→ **EXTRACT**:

^^^^

One of the most interesting aspects of the excellent BBC TV series Traitors, apart from Claudia Winkleman’s eye liner, was the inability of the contestants to read each other. Time and again we witnessed them analysing their fellow ‘guests’ and getting it wrong. They repeatedly misinterpreted body language, comments and behaviour. They were in a state of high alert, they were being hyper sensitive and observant and still they came to the wrong conclusions. On numerous occasions.
It reminded me of Malcolm Gladwell’s book Talking to Strangers in which he also explores how human beings are so often so bad at judging others, particularly people we don’t know. He references history, psychology and some infamous legal cases (Amanda Knox) to illustrate how sometimes tragic misunderstandings can occur when people don’t behave as we expect them to or as we ourselves behave.
It’s an issue which often comes up in my training room in the context of online communication. Many people see a Teams gallery of flat, bored-looking faces and misinterpret this as disinterest in or hostility to the content. That can lead the speaker to panic and lose confidence; to increase their pace, fast forward over material or veer off-piste. They’re attempting to provoke a more reassuring non-verbal response; a facial expression which they recognise as attentive or engaged.
There are two problems here.
One – online participants experience less human connection with the speaker. There is a physical and psychological distance which means we feel (in many cases unconsciously) less obliged to demonstrate to the speaker that we’re enjoying their content. After all, they aren’t looking directly or exclusively at us, as would happen in a real-world context.

^^^^

Entries from a point annotation set
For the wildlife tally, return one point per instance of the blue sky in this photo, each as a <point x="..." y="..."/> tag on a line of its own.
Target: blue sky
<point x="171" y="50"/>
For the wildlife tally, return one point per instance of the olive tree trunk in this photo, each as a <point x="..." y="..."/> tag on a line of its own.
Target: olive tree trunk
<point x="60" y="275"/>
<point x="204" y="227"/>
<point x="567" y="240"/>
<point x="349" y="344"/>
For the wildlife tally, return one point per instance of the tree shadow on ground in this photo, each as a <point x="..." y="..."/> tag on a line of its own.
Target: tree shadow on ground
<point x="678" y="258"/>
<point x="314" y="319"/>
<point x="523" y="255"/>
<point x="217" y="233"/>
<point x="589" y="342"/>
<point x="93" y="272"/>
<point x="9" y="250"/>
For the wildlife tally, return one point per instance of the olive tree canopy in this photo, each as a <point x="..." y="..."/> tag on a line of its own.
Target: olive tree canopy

^^^^

→ **EXERCISE SET**:
• A. Translate this sentence from the piece on misreading others into Spanish: "Many people see a Teams gallery of flat, bored-looking faces and misinterpret this as disinterest in or hostility to the content."
• B. Transcribe the piece on misreading others, beginning at the words "One of the most" and stopping after "we ourselves behave.".

→ **EXERCISE ANSWERS**:
• A. Muchas personas ven una galería de Teams llena de rostros inexpresivos y de aspecto aburrido y lo malinterpretan como desinterés por el contenido u hostilidad hacia él.

• B.
One of the most interesting aspects of the excellent BBC TV series Traitors, apart from Claudia Winkleman’s eye liner, was the inability of the contestants to read each other. Time and again we witnessed them analysing their fellow ‘guests’ and getting it wrong. They repeatedly misinterpreted body language, comments and behaviour. They were in a state of high alert, they were being hyper sensitive and observant and still they came to the wrong conclusions. On numerous occasions.
It reminded me of Malcolm Gladwell’s book Talking to Strangers in which he also explores how human beings are so often so bad at judging others, particularly people we don’t know. He references history, psychology and some infamous legal cases (Amanda Knox) to illustrate how sometimes tragic misunderstandings can occur when people don’t behave as we expect them to or as we ourselves behave.